:: 任务要求 ::
a - 请根据关于大语言模型知识同质性的摘要回答下列问题:
(i) 这项研究受到哪个学科的发现启发?
(ii) 知识检查在哪两个层面进行?
(iii) 作者提出了什么模型来估计三元组的知识掌握度?
b - 请判断下列说法是否与关于大语言模型知识同质性的摘要相符,每项回答"是"或"否",并原样引用摘要中起决定作用的文字。
(i) 研究发现,LLMs往往对图中位置相近的实体拥有相似程度的知识。
(ii) 预测的知识掌握度用于优先检查那些最为熟知的三元组。
(iii) 作者认为LLM知识的结构化组织已经得到充分研究。
c - 请从关于大语言模型知识同质性的摘要的最后一句之后接着往下写。

:: 研究文本 ::
######

大语言模型中的知识同质性
Knowledge Homophily in Large Language Models
September 28, 2025
作者: Utkarsh Sahu, Zhisheng Qi, Mahantesh Halappanavar, Nedim Lipka, Ryan A. Rossi, Franck Dernoncourt, Yu Zhang, Yao Ma, Yu Wang
cs.AI
摘要
大型语言模型(LLMs)作为支持知识密集型应用(如问答和事实核查)的神经知识库,正受到越来越多的研究关注。然而,其知识的结构化组织仍未被深入探索。受认知神经科学发现的启发,例如语义聚类和启动效应——即了解一个事实会增加回忆起相关事实的可能性,我们探究了LLMs中类似的知识同质性模式。为此,我们通过在三元组和实体两个层面进行知识检查,将LLM的知识映射为图表示。随后,我们分析了实体与其邻居之间的知识掌握关系,发现LLMs往往对图中位置相近的实体拥有相似程度的知识。基于这一同质性原理,我们提出了一种图神经网络(GNN)回归模型,通过利用邻居节点的知识掌握分数来估计三元组在实体层面的知识掌握度。预测的知识掌握度使我们能够优先检查那些较少被熟知的三元组,从而在相同的标注预算下最大化知识覆盖。这不仅提高了为LLMs注入知识而进行的主动标注效率,用于微调,还增强了在推理密集型问答中的多跳路径检索能力。

######

:: 数据列表 ::
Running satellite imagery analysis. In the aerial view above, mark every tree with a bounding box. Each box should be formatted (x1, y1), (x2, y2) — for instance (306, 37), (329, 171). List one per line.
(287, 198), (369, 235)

######

:: 各题答案 ::
a -
(i) 认知神经科学。
(ii) 三元组和实体两个层面。
(iii) 图神经网络(GNN)回归模型。

b -
(i) 是。"发现LLMs往往对图中位置相近的实体拥有相似程度的知识"
(ii) 否。"优先检查那些较少被熟知的三元组"
(iii) 否。"其知识的结构化组织仍未被深入探索"

c -
English
Large Language Models (LLMs) have been increasingly studied as neural
knowledge bases for supporting knowledge-intensive applications such as
question answering and fact checking. However, the structural organization of
their knowledge remains unexplored. Inspired by cognitive neuroscience
findings, such as semantic clustering and priming, where knowing one fact
increases the likelihood of recalling related facts, we investigate an
analogous knowledge homophily pattern in LLMs. To this end, we map LLM
knowledge into a graph representation through knowledge checking at both the
triplet and entity levels. After that, we analyze the knowledgeability
relationship between an entity and its neighbors, discovering that LLMs tend to
possess a similar level of knowledge about entities positioned closer in the
graph. Motivated by this homophily principle, we propose a Graph Neural Network
(GNN) regression model to estimate entity-level knowledgeability scores for
triplets by leveraging their neighborhood scores. The predicted
knowledgeability enables us to prioritize checking less well-known triplets,
thereby maximizing knowledge coverage under the same labeling budget. This not
only improves the efficiency of active labeling for fine-tuning to inject
knowledge into LLMs but also enhances multi-hop path retrieval in
reasoning-intensive question answering.